***** SUPPLIED RECORDS *****
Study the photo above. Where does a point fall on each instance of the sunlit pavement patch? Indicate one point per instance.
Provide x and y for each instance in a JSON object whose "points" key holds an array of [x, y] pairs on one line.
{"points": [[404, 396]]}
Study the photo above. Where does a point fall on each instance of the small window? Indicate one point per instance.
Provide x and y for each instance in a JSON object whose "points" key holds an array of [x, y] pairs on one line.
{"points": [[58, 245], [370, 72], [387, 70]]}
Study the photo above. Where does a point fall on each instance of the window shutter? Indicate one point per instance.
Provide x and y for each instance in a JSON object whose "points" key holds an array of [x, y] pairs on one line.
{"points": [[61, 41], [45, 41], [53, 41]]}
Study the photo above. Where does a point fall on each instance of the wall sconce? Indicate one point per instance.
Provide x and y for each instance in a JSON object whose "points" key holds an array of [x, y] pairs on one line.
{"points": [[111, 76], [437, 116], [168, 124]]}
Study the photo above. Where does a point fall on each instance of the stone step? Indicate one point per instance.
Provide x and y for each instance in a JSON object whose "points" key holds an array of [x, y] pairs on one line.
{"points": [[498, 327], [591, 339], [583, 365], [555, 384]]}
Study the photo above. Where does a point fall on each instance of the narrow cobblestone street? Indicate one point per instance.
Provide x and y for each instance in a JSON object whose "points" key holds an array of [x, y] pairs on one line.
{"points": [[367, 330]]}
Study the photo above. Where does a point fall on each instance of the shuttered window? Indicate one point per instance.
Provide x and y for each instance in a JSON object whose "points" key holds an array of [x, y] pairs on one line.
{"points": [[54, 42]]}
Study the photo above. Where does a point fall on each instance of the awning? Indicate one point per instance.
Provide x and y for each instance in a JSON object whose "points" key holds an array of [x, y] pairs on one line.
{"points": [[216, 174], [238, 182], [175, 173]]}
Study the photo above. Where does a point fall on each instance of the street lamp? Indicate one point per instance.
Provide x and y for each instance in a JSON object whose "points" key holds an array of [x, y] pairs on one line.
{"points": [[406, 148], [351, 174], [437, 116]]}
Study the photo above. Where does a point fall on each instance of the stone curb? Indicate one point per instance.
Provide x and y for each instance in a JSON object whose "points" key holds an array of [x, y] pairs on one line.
*****
_TO DO:_ Copy the listing above verbatim, starting at the line with "shuttered window? Indicate one point per instance." and continuing through the final line of the listing, with both ends included.

_REPLY TO THE EXERCISE:_
Study the photo above. Where does a point fall on each instance of the shuttered window? Indicate one point per instance.
Provide x and y for each instance in a JSON object whose "points" key holds an array of [x, y] pairs on one line.
{"points": [[54, 42]]}
Study the photo above. Where does a point fall on each instance of the awning? Indicate one point per instance.
Provide x and y for each instance in a JSON object whose "points" key holds an array of [x, y] pairs on one line.
{"points": [[216, 174], [238, 182], [175, 173]]}
Study the photo above. Where does a point fall on each instance of the street lamp? Indicate one point per instance.
Provide x and y for each instance in a JSON object whose "points" key holds an array of [x, y] pairs on one line.
{"points": [[406, 148], [351, 174], [437, 116]]}
Study the photo above. Where does a point fall on each instance of the stone curb? Indicate one point per instance.
Provide x and y for each instance in a JSON object whose "points" key holds an array of [x, y] pairs on one line.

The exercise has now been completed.